[Task brief]
Copy out every item below word for word, leaving the picture out of your answer.

[Data excerpts]
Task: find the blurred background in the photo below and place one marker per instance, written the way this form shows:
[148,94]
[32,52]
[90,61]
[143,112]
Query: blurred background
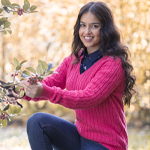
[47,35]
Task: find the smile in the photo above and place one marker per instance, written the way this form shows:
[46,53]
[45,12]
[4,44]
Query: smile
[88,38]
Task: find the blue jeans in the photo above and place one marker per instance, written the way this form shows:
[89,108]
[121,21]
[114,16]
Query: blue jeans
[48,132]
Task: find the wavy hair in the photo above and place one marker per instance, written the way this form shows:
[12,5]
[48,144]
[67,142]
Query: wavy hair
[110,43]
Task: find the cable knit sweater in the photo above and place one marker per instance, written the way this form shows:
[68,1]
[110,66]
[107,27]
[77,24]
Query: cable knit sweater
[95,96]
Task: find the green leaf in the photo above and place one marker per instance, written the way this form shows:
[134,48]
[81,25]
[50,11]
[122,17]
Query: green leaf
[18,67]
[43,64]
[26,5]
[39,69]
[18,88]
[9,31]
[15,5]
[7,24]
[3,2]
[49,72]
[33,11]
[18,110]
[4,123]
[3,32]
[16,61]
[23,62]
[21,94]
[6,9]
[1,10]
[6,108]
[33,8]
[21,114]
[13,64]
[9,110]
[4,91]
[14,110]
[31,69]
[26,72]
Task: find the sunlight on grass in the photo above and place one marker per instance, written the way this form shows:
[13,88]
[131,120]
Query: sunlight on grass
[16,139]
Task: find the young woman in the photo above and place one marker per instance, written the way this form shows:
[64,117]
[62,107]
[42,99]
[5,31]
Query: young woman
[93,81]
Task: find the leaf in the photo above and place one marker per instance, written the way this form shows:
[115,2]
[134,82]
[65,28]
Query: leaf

[Exercise result]
Task: find the blurred background in the photo below and place one marker per instance, written the way this form shows:
[148,94]
[32,52]
[90,61]
[143,112]
Query: blurred background
[47,35]
Task: find the smile in the photo above and place one marker per instance, written the way this form shows:
[46,53]
[45,12]
[4,44]
Query: smile
[88,38]
Task: find the blue jeans in the photo above and place one marker per instance, written the way this form shows:
[89,108]
[121,21]
[114,16]
Query: blue jeans
[48,132]
Task: find the wavy hair in the photo above and place one marker per instance, written the way this form shows:
[12,5]
[48,144]
[67,142]
Query: wavy hair
[110,43]
Task: find the cable knit sweater in the photo above and place one marker per instance, written the way this form shows:
[68,1]
[110,66]
[107,27]
[77,24]
Query: cable knit sweater
[95,96]
Task: find the green leaf in the photo above and place one marker per instance, written the way this form shows:
[134,48]
[81,25]
[50,11]
[122,17]
Query: green leaf
[18,67]
[43,64]
[26,5]
[39,69]
[18,88]
[9,31]
[15,5]
[7,24]
[3,2]
[49,72]
[33,11]
[18,110]
[4,123]
[3,32]
[16,61]
[23,62]
[21,94]
[6,9]
[1,10]
[6,108]
[33,8]
[21,114]
[13,64]
[9,110]
[4,91]
[14,110]
[31,69]
[26,72]
Task: find the sunlight on grass in the photo above and place one marker per instance, written the way this form shows:
[13,88]
[131,120]
Query: sunlight on grass
[16,139]
Task: find the young woman in the photo above and place one marker per instance, written the way this form shows:
[64,117]
[62,107]
[42,99]
[5,31]
Query: young woman
[93,81]
Task: find the leaf in the photo above and place one marker per instance, written the way this form shows:
[115,2]
[134,82]
[65,28]
Query: leaf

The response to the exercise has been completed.